Work request 1:
In the article on Arthur Horwich's Wiley Prize, recast the paragraph beginning "Chaperonins are double-ringed molecules" as a short bulleted list that keeps its main facts.
Work request 2:
According to the article on Arthur Horwich's Wiley Prize, why is it important that chaperonins keep folding proteins from sticking to each other? Answer in one to three sentences.
Work request 3:
Extend the article on Arthur Horwich's Wiley Prize, picking up after its final sentence.

Although Arthur L. Horwich, M.D., prefers to spend as much of his time as possible in the lab, he made a happy exception on April 6, when he traveled to The Rockefeller University in New York City to accept the Wiley Prize in Biomedical Sciences. The prize is given by the Wiley Foundation, which was established in 2001 by John Wiley & Sons, a 200-year-old publisher of scientific, technical and medical books and online services.
Horwich, the Eugene Higgins Professor of Genetics and Pediatrics and a Howard Hughes Medical Institute investigator, was honored along with Franz-Ulrich Hartl, M.D., Dr.Med., of the Max Planck Institute of Biochemistry in Germany for their significant contributions to understanding how proteins fold. Scientists have long wondered how proteins make the transformation from chains of amino acids to three-dimensional structures whose specific shape determines their function. Over the last 17 years, Horwich and Hartl’s labs have helped unravel this mystery.
“In some respects it’s a recognition of our field,” says Horwich. “People are beginning to recognize that chaperone-type machines are significant and play a significant role in the cell.” Horwich and Hartl will divide a $25,000 grant, and each gave a special lecture at Rockefeller.
In 1989, building on the work of Nobel prize-winning biochemist Christian B. Anfinsen, Ph.D., who showed that folding instructions are encoded in the sequence of amino acids that make up proteins, Horwich’s lab, in a collaboration with Hartl and his postdoctoral mentor Walter Neupert, reported in the journal Nature that a specialized mitochondrial protein called Hsp60 acts as a protein-folding “machine.” Because of this protein’s helping role, it was soon dubbed a “chaperonin.” Horwich and Hartl and their colleagues then went on to elucidate the mechanism of action of the machine using the bacterial relative called GroEL.
Chaperonins are double-ringed molecules that assist in protein folding by binding unfolded proteins in an open ring and then encapsulating them under a cooperating “lid” structure (GroES) where they can fold without sticking to each other. This prevention of aggregation is an important function because such aggregates can harm the cell as in a number of neurodegenerative diseases. The two rings of a chaperonin take turns binding and folding proteins so that as one ring finishes a folding reaction, the other takes over with a new “substrate” polypeptide.
Oftentimes a protein does not fold properly with one passage into the machine and will be released from it without having reached folded form; the machine then will the bind the non-folded chain and attempt once again to correctly fold it. This process of cycling consumes cellular energy in the form of adenosine triphosphate, or atp, which binds to the machine to enable the encapsulation step and then hydrolyzes thereafter, allowing release of polypeptide.

Given data:
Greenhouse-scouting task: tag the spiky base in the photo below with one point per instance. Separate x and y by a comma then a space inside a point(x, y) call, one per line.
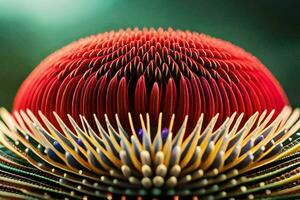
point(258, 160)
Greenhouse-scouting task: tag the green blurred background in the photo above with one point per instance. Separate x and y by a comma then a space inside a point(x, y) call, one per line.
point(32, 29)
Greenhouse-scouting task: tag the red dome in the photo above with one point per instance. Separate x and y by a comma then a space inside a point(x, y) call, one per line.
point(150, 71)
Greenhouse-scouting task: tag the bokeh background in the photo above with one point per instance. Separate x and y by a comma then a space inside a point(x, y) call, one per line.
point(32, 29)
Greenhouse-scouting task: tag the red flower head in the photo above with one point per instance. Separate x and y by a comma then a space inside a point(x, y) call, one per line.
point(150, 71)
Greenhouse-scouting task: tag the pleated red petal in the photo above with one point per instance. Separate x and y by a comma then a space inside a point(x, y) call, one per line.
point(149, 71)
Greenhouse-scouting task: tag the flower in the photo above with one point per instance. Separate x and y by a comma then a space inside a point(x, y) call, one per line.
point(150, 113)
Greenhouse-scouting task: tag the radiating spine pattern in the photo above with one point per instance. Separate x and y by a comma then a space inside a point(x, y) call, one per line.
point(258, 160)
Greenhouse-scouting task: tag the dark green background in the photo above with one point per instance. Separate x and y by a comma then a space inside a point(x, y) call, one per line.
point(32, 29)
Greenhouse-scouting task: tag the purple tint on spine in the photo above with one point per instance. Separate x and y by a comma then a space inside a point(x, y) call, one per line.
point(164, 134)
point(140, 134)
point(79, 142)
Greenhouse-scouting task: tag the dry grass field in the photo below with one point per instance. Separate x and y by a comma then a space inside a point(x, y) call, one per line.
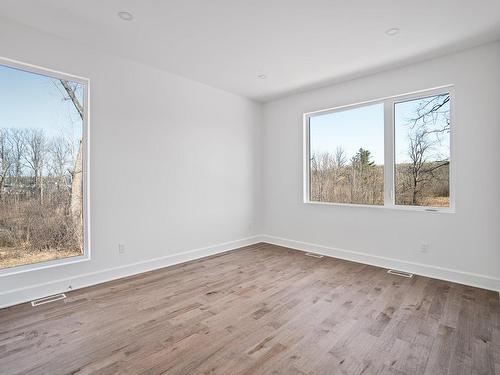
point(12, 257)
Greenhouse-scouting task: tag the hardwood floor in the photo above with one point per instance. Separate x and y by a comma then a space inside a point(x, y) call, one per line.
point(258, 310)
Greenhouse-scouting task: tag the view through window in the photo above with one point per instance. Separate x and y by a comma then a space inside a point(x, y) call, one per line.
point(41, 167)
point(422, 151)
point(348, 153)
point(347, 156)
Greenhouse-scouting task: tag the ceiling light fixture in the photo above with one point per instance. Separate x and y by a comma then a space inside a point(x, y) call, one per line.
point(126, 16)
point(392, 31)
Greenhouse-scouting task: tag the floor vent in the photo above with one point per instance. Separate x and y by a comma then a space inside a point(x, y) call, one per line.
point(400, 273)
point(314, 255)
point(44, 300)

...

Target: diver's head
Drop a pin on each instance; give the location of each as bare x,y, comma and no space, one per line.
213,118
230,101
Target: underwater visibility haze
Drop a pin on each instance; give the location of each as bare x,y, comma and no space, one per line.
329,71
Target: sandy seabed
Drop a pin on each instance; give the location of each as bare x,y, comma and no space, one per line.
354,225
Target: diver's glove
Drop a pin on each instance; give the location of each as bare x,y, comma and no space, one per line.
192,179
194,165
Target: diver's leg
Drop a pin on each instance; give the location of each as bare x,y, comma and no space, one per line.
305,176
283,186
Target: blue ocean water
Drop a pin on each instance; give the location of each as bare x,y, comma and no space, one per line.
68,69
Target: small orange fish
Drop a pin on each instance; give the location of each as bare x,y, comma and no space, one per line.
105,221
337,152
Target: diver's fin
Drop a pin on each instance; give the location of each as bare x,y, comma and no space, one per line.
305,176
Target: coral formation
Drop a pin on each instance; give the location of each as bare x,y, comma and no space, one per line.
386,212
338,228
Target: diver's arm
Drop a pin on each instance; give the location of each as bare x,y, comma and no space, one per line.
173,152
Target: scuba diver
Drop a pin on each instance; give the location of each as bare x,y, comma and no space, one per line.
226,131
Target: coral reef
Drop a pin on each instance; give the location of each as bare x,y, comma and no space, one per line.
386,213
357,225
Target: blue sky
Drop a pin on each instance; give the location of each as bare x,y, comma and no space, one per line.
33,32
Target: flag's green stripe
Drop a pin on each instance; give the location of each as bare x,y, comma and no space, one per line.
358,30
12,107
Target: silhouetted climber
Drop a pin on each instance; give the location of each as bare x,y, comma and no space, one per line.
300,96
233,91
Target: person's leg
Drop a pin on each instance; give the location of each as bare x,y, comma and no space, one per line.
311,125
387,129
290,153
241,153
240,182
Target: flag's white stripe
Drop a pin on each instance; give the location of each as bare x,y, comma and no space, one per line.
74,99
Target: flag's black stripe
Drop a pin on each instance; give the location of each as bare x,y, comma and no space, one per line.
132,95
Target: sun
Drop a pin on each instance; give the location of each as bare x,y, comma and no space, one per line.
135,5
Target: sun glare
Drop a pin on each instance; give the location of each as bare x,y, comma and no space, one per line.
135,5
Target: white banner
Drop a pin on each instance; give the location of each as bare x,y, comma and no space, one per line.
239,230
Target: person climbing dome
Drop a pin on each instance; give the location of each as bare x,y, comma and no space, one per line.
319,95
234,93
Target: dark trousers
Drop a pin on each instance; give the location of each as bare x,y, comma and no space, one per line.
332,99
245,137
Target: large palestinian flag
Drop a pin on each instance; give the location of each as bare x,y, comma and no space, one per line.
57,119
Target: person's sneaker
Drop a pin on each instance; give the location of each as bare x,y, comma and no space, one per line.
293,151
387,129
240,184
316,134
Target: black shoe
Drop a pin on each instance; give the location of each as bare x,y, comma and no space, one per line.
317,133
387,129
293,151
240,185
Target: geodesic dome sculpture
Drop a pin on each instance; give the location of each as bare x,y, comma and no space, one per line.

Task response 1:
- Chaperonins are double-ringed molecules that help proteins fold.
- They bind unfolded proteins in an open ring, then enclose them under a cooperating "lid" structure (GroES).
- Inside, the proteins can fold without sticking to each other.
- Preventing this aggregation matters because aggregates can harm the cell, as in several neurodegenerative diseases.
- The two rings alternate: as one finishes a folding reaction, the other takes over with a new "substrate" polypeptide.

Task response 2:
Keeping proteins from sticking together prevents aggregation. This matters because such aggregates can harm the cell, as happens in a number of neurodegenerative diseases.

Task response 3:
“Art’s work has beautifully demonstrated that the notion that all proteins can fold unassisted is simply wrong. In fact, emerging evidence from his lab suggests that in the absence of the protein-folding machines he has discovered and characterized, cellular life is impossible,” says Richard P. Lifton, M.D., Ph.D., chair and Sterling Professor of Genetics and professor of medicine and molecular biophysics and biochemistry. “His work has truly revolutionized our understanding of the most fundamental aspects of cellular physiology.”
It remains unclear why the chaperone machines are unable to prevent a number of neurodegenerative diseases in which protein misfolding occurs, like Alzheimer’s Disease, Parkinson’s Disease, Huntington’s Disease, and mad cow disease, and these days Horwich has turned his attention to such diseases. In one approach, his group is seeking to elucidate the structure of fibrillar aggregates formed in one such disease, so-called amyloid. He is also working on a model of amyotrophic lateral sclerosis, a paralyzing movement disorder, known also as Lou Gehrig’s disease, which is in some cases caused by misfolding of a specific enzyme, superoxide dismutase. Work in microscopic nematode worms has shown that misfolding of this particular protein causes a paralyzing disorder in them as well.
Horwich and Hartl have also won the 2004 International Award from Canada’s Gairdner Foundation, which recognizes outstanding achievements in biomedical research, and the 2006 Stein and Moore Award from The Protein Society. Horwich was elected to the National Academy of Sciences in 2003 and was named a fellow of the American Association for the Advancement of Science last year.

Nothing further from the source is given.